Please copy the rows below verbatim, from the line containing "Locate window sill" up to and including the last row.
>> START Provided records
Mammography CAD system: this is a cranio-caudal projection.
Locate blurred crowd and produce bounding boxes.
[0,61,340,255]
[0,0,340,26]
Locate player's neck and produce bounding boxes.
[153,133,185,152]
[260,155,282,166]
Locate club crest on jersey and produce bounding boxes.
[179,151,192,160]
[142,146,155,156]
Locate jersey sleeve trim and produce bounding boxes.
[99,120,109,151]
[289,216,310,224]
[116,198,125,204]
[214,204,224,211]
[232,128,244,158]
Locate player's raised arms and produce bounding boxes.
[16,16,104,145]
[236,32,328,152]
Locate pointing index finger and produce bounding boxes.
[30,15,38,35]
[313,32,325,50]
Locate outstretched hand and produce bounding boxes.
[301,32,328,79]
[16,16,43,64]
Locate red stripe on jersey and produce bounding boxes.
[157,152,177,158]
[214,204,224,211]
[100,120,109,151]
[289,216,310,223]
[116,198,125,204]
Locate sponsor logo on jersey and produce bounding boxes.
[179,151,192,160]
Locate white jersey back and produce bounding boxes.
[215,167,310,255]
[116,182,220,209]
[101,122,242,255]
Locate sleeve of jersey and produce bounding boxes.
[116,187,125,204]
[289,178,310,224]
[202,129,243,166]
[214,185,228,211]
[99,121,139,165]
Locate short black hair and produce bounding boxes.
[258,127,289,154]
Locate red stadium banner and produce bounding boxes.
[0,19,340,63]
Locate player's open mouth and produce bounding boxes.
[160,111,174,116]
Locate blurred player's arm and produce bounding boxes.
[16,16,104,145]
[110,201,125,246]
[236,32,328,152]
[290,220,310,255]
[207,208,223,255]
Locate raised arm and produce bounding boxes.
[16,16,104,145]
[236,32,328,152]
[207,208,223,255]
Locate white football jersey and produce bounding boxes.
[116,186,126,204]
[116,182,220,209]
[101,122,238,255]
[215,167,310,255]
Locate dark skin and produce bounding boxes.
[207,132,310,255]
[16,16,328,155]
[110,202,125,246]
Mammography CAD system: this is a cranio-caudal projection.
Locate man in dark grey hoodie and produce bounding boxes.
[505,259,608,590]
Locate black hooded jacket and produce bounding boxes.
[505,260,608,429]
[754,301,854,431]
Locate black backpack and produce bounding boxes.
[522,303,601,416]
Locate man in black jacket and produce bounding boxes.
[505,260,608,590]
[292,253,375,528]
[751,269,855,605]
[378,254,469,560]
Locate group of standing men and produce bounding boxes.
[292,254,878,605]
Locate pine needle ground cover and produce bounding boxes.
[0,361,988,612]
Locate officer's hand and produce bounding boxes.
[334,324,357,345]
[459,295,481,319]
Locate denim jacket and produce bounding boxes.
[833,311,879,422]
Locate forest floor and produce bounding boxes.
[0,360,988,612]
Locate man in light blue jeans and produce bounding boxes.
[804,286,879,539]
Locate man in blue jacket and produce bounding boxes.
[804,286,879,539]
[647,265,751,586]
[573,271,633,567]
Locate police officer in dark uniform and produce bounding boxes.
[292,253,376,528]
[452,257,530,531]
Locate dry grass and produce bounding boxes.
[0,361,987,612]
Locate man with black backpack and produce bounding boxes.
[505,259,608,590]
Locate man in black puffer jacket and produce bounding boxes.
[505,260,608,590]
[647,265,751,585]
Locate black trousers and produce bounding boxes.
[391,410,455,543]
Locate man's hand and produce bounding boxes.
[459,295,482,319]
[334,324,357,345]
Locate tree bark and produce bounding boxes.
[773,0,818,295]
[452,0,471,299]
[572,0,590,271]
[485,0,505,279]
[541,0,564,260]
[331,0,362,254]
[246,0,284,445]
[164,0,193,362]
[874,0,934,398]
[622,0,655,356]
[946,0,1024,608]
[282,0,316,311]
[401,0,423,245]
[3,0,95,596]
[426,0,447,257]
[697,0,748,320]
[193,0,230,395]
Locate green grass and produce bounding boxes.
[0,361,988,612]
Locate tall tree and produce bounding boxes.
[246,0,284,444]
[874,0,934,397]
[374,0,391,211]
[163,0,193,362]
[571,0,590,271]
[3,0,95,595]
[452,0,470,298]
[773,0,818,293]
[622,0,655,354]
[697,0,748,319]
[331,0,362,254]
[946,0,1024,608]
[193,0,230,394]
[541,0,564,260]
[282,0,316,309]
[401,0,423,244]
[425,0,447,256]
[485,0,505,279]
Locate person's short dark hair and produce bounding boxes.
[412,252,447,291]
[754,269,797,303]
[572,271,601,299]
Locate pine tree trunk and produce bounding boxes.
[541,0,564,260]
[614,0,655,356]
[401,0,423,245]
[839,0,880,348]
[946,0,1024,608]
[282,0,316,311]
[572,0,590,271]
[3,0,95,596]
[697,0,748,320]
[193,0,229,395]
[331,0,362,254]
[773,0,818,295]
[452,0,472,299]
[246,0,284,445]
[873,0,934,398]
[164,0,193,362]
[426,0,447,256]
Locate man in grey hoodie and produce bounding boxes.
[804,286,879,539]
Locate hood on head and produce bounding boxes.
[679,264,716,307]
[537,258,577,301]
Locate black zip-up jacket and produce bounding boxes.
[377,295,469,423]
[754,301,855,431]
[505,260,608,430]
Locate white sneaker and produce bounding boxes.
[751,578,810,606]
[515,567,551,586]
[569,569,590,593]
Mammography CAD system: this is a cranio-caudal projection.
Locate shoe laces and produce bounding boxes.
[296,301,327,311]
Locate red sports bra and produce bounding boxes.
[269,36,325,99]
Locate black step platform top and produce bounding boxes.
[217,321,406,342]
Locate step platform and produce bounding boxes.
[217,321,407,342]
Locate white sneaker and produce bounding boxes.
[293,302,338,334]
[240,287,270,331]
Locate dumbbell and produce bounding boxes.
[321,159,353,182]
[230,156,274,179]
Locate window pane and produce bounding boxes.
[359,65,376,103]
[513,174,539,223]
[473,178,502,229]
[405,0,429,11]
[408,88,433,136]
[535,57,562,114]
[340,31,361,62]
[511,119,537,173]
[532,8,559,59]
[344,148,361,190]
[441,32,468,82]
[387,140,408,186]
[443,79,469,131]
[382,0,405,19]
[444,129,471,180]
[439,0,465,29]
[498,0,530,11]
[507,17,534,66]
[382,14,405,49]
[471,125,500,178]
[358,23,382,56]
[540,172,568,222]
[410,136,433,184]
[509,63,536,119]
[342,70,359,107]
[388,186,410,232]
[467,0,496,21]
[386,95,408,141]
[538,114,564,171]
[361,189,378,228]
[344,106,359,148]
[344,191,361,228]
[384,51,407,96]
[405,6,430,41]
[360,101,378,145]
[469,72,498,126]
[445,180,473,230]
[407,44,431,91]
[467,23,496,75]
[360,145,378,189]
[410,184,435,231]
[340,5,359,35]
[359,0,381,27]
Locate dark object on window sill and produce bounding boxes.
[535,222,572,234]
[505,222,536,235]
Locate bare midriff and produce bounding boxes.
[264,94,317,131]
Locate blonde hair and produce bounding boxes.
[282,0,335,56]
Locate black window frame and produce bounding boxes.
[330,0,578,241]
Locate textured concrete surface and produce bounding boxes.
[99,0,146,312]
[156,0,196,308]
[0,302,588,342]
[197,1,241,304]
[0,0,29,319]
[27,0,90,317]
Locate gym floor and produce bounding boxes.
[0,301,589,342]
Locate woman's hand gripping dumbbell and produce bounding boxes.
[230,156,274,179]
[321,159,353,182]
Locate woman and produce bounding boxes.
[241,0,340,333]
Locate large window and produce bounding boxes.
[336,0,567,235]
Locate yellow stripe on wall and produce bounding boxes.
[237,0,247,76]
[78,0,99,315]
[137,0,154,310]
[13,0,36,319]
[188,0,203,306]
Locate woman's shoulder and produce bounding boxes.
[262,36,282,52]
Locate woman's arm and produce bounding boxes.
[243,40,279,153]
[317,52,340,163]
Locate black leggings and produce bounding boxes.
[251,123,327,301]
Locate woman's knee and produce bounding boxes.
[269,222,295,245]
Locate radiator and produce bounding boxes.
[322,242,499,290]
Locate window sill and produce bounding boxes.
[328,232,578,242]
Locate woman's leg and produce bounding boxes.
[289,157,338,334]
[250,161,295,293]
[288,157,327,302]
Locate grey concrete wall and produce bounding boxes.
>> END Provided records
- **Exercise response**:
Locate window sill and produce bounding boxes.
[328,232,578,242]
Locate woman's leg and produce bounding boxes.
[289,157,338,334]
[250,161,295,293]
[288,157,327,302]
Locate grey concrete wall and produce bounding boxes.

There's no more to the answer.